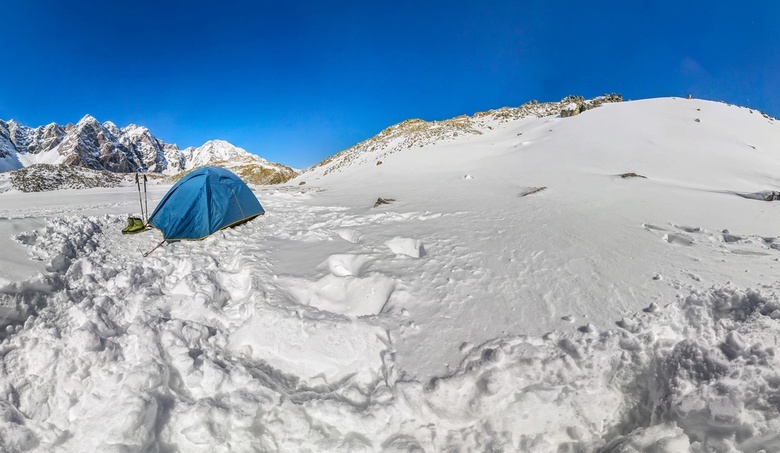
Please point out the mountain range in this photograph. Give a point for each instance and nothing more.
(93, 145)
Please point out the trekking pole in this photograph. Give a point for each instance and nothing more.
(138, 185)
(146, 203)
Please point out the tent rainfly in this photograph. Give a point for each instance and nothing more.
(203, 202)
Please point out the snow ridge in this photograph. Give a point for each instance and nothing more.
(417, 133)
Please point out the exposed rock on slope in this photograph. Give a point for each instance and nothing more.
(105, 147)
(418, 133)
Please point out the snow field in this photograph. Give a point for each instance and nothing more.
(598, 314)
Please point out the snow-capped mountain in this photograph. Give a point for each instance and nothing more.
(599, 283)
(416, 133)
(250, 168)
(103, 146)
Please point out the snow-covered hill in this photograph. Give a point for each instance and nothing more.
(600, 282)
(103, 146)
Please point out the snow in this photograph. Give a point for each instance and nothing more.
(543, 303)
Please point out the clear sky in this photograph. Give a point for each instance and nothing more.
(298, 81)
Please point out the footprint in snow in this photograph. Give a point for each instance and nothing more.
(677, 239)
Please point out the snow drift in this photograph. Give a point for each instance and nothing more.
(475, 314)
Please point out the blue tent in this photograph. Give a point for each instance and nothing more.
(204, 201)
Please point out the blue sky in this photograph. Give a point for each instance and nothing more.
(298, 81)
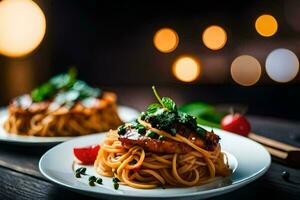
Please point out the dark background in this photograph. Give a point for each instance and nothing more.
(110, 43)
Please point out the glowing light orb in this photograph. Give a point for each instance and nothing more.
(214, 37)
(245, 70)
(186, 69)
(22, 27)
(282, 65)
(266, 25)
(166, 40)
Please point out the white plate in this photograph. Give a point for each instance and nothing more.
(248, 159)
(126, 114)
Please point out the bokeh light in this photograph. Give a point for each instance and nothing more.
(186, 69)
(282, 65)
(214, 37)
(22, 27)
(245, 70)
(292, 13)
(266, 25)
(166, 40)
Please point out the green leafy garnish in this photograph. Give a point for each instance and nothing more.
(65, 89)
(165, 116)
(165, 102)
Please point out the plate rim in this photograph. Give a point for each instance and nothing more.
(207, 193)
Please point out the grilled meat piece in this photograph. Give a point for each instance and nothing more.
(133, 137)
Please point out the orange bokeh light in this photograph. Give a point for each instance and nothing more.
(266, 25)
(186, 69)
(214, 37)
(166, 40)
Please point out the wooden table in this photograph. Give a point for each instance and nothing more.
(20, 177)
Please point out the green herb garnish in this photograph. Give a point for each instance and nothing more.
(116, 186)
(165, 116)
(162, 137)
(92, 178)
(151, 134)
(115, 180)
(64, 89)
(99, 181)
(92, 183)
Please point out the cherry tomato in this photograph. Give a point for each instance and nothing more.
(236, 123)
(86, 155)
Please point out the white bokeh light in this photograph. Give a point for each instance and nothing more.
(282, 65)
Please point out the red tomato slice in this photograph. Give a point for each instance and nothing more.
(236, 123)
(86, 155)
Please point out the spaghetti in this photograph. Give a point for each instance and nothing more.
(140, 159)
(69, 107)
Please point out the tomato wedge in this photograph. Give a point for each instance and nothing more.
(236, 123)
(86, 155)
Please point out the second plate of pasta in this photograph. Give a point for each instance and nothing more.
(126, 114)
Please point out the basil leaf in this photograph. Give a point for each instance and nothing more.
(64, 81)
(169, 104)
(85, 90)
(152, 108)
(44, 91)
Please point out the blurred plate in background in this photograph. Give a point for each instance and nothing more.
(126, 114)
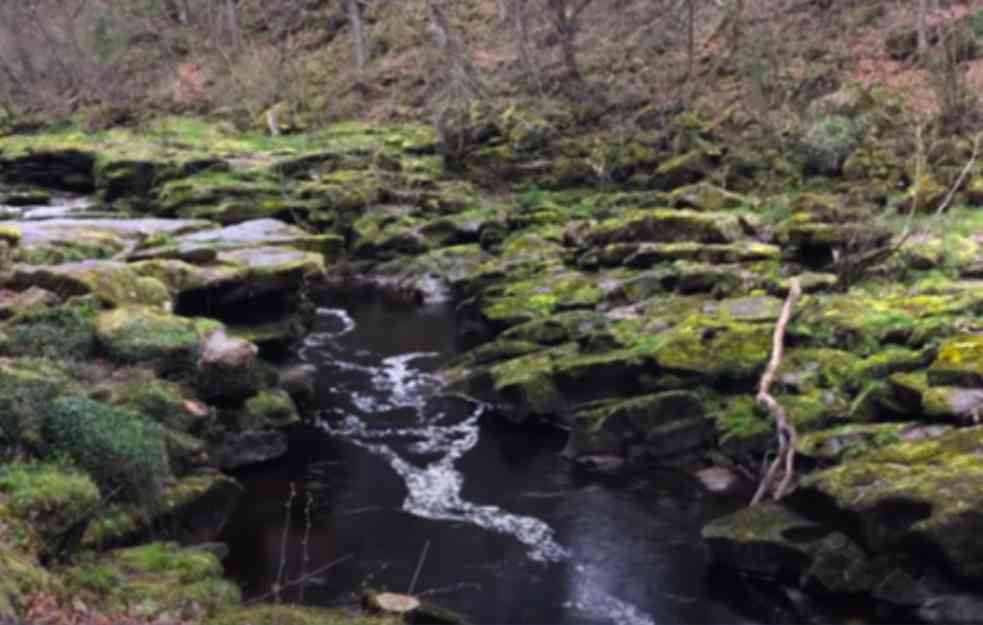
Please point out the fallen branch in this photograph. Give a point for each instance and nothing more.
(962, 176)
(787, 437)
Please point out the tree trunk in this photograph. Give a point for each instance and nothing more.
(354, 10)
(921, 28)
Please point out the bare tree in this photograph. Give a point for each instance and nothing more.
(565, 16)
(354, 9)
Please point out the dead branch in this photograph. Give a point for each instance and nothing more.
(962, 176)
(786, 434)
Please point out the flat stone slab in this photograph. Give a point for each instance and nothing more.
(205, 246)
(51, 241)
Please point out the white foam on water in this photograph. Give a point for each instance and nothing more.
(434, 489)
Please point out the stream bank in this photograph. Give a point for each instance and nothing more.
(637, 317)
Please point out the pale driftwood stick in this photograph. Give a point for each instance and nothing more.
(786, 434)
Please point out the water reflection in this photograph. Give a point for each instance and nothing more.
(513, 536)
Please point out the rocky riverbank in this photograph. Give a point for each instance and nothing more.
(625, 290)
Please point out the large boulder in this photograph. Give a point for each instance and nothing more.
(770, 541)
(137, 334)
(111, 282)
(153, 581)
(228, 368)
(668, 226)
(925, 496)
(959, 362)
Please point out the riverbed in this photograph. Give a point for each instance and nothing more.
(404, 486)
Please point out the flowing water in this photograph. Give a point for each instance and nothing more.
(407, 487)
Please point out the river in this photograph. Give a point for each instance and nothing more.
(405, 487)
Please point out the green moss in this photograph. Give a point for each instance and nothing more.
(741, 425)
(153, 579)
(64, 332)
(122, 450)
(133, 335)
(959, 362)
(715, 348)
(160, 400)
(296, 615)
(27, 388)
(272, 408)
(53, 498)
(123, 523)
(668, 226)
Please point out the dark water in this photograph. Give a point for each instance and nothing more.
(401, 474)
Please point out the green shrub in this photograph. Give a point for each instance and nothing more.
(53, 498)
(121, 449)
(828, 142)
(27, 386)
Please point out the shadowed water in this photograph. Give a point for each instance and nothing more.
(401, 474)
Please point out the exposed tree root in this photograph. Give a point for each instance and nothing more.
(782, 468)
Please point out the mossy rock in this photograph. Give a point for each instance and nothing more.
(155, 580)
(271, 408)
(668, 226)
(134, 334)
(526, 384)
(714, 348)
(647, 421)
(770, 541)
(122, 450)
(64, 332)
(166, 402)
(193, 506)
(924, 195)
(296, 615)
(56, 500)
(682, 170)
(650, 254)
(850, 441)
(950, 403)
(557, 328)
(707, 197)
(21, 576)
(110, 282)
(959, 362)
(922, 495)
(741, 425)
(808, 369)
(27, 388)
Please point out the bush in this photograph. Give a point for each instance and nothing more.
(53, 498)
(27, 386)
(119, 448)
(828, 142)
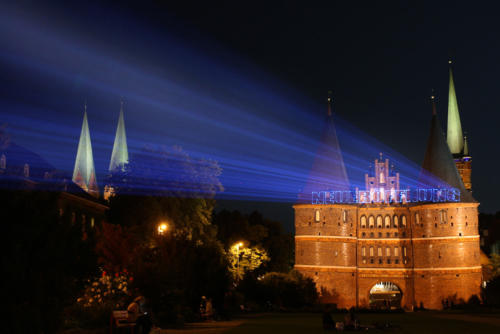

[EXERCISE REQUIREMENTS] Report each line from the records above that contains the word "background", copied in full. Case counts, so match the word with its capitals and lowercase letters as given.

[COMPLETE ANSWER]
Please point out the dark background in this photograph. Give a point for each instance and nothing more.
Please point out the blurred plate in background in this photograph. Give a point for each instance and nothing more.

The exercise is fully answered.